**GIVEN PASSAGE**:
..............................
Create your own mobile app - AEtherSurfer
http://yapp.us

======
randomdrake
Congrats on the launch! You've got a decent website but I didn't have a very
good first impression. Allow me to share what I went through to see if you can
make some improvements? After finally getting a chance to figure out just what
the heck this is, I can say I had a terribly frustrating experience.

1) Cool, a mobile app creator. Let's take a look and see what this one has to
offer.

2) Interesting, let's look at the tour. Oh, it's Vimeo. Crap, the video won't
load. Any other way to see? Nope, guess not. Oh well, lets refresh a few
times. Nope, still can't load. Silly Vimeo. Oh well, I'll ctrl+click and load
it in another tab while I click around.

3) Get started. Hrmm, these themes seem to all be pretty similar. Oh well,
let's see. Wait, what? Oh, I can just add invitations and event information?
Wait, I thought this was a mobile app creator? Let's go back to the homepage
and see what I missed. Oh wait: there is no link back to the homepage from the
creator. Not a single one. Help? Nope, goes to Zendesk. About? Nope, goes to
blog. How about the top left? That always goes to the home page, right? Nope.

4) Guess I'll see if the video will load. Oh, the video finally decided to
start. OHHHH, it's made for events. "Introducing Yapp Events" and it's
completely clear from the video that it's totally about events. Surely the
homepage said this and I just missed it? Nope, the word "event" appears in a
not so legible image (not actual text) along with "And many other events,
gatherings, and groups..."
..............................
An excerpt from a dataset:
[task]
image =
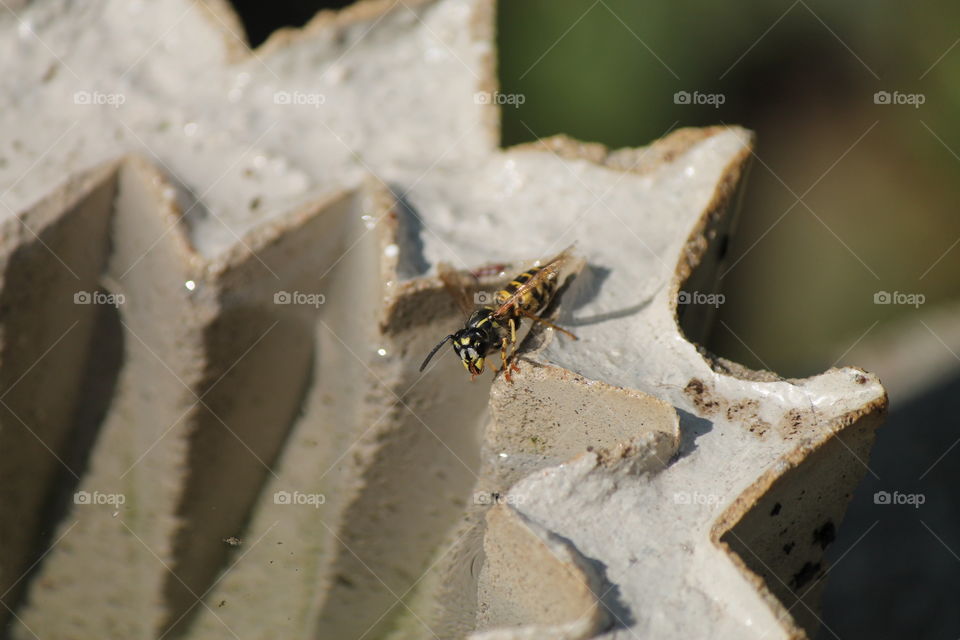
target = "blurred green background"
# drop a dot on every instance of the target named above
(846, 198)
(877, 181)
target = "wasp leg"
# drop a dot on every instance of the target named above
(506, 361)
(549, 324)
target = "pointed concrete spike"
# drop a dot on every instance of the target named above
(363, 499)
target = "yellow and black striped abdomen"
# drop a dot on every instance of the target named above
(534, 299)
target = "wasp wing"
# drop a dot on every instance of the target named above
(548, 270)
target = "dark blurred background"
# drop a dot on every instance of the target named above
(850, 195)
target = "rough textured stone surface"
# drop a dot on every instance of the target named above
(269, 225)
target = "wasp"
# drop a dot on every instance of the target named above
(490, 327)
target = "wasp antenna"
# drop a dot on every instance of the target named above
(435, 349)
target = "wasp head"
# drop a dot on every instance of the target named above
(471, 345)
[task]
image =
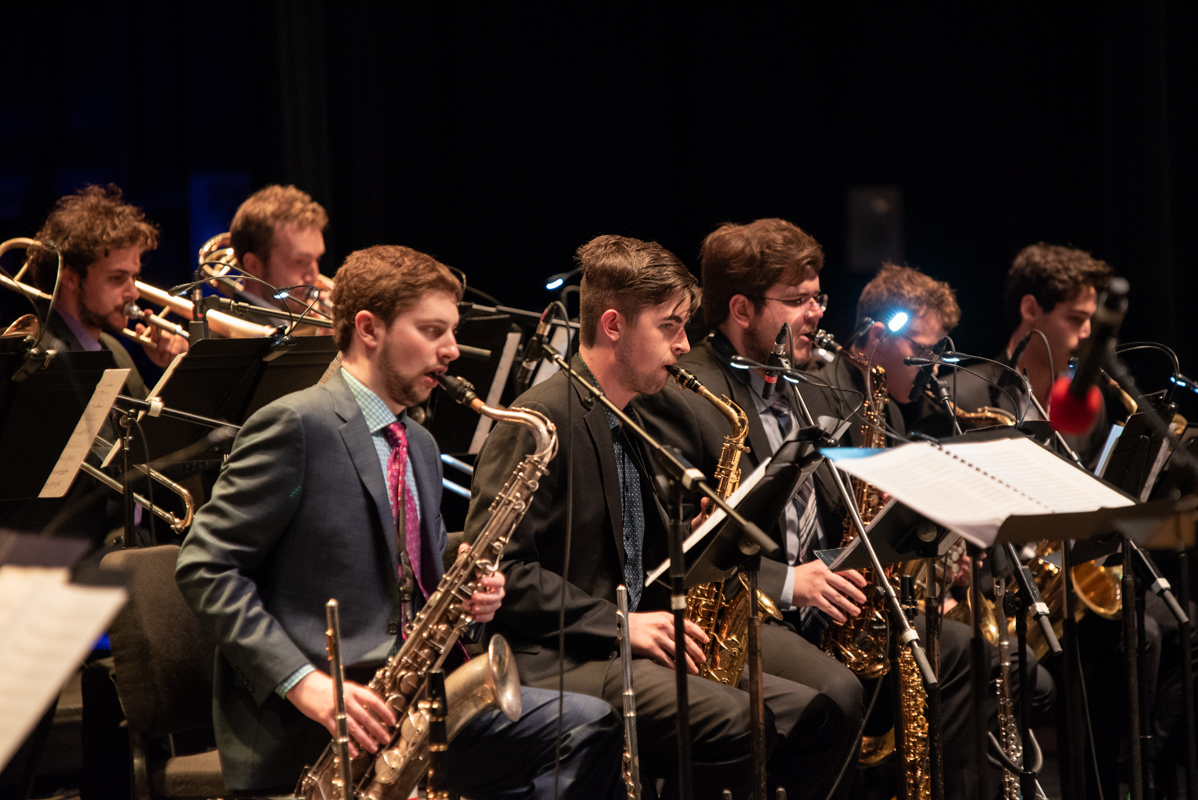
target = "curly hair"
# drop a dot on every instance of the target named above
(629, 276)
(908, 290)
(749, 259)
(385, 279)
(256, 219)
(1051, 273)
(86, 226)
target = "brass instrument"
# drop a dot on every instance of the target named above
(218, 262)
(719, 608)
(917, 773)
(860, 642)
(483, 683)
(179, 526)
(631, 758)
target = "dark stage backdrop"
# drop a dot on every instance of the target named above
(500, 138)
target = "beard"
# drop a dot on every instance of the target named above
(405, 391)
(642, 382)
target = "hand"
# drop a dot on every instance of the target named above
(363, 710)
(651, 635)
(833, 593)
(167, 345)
..............................
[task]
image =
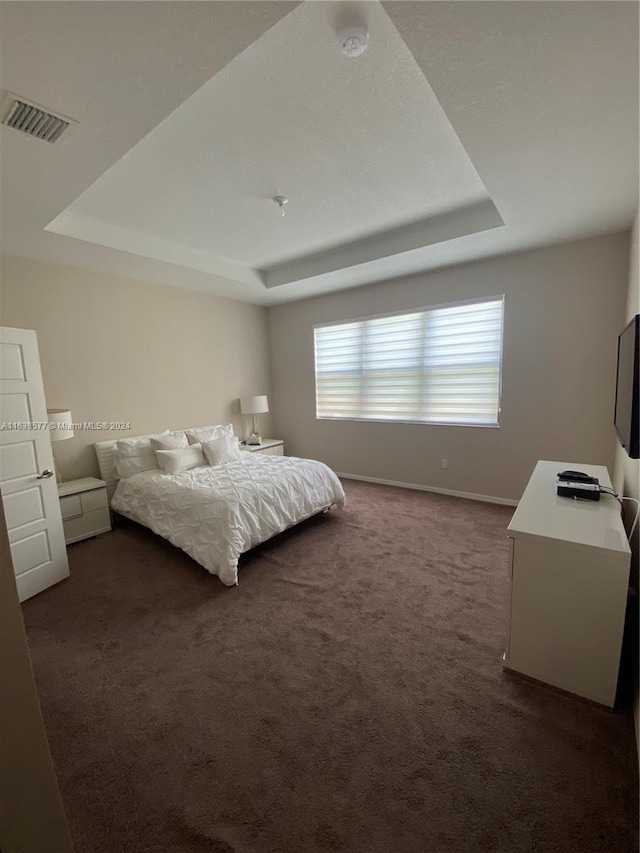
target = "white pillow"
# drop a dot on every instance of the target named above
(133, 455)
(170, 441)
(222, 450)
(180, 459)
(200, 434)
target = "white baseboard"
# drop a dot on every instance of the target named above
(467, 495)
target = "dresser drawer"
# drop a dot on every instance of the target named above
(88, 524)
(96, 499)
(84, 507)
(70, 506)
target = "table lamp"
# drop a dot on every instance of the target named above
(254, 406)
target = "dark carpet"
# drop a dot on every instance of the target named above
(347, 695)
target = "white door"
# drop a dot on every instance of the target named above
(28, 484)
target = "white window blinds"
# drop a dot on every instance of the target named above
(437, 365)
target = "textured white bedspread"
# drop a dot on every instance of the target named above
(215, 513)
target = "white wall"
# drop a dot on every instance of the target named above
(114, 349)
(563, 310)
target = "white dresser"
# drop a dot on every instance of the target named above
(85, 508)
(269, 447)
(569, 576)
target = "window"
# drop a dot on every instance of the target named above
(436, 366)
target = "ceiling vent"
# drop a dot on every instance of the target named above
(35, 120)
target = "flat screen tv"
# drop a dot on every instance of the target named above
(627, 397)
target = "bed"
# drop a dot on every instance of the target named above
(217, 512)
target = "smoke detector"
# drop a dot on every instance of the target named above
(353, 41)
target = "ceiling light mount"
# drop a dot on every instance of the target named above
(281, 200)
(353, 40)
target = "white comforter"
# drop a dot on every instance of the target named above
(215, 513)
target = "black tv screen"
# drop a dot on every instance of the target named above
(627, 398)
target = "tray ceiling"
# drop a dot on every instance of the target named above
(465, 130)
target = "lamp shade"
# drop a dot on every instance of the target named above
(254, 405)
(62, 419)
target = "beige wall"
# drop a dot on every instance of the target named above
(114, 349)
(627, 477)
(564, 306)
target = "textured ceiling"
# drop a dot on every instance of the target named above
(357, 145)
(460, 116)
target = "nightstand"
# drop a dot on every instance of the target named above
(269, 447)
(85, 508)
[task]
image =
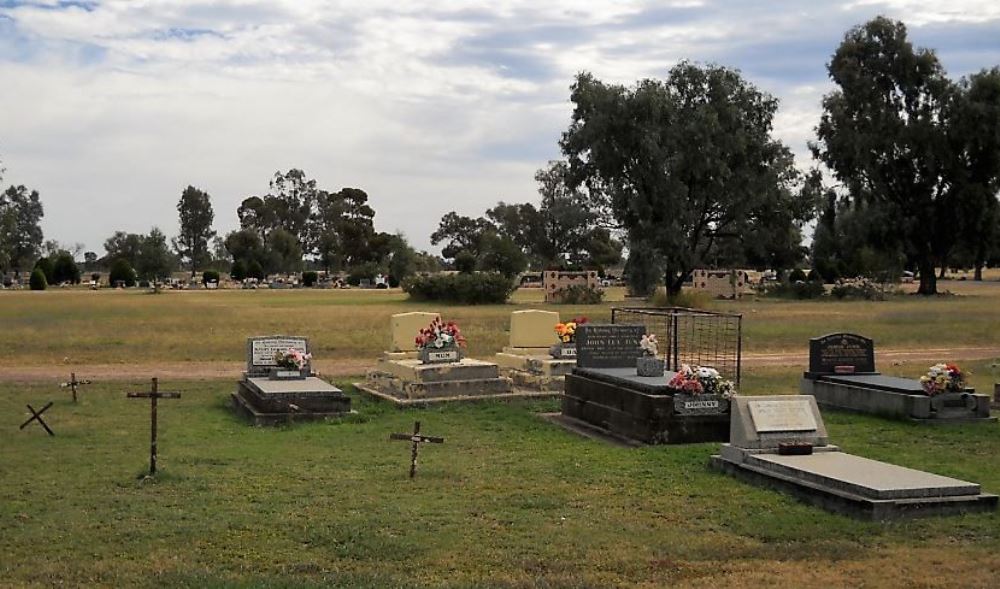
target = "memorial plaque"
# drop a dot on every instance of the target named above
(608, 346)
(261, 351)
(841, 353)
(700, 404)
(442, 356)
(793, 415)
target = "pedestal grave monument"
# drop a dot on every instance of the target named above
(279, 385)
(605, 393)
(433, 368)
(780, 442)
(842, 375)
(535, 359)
..............................
**WHAT TO DO**: Reproduce everything from "2) Interesting, let's" down to "and event information?" in the forum comment, switching every "Vimeo" to "YouTube". These records were taken from a different source.

**SOLUTION TO THE EXERCISE**:
2) Interesting, let's look at the tour. Oh, it's YouTube. Crap, the video won't
load. Any other way to see? Nope, guess not. Oh well, lets refresh a few
times. Nope, still can't load. Silly YouTube. Oh well, I'll ctrl+click and load
it in another tab while I click around.

3) Get started. Hrmm, these themes seem to all be pretty similar. Oh well,
let's see. Wait, what? Oh, I can just add invitations and event information?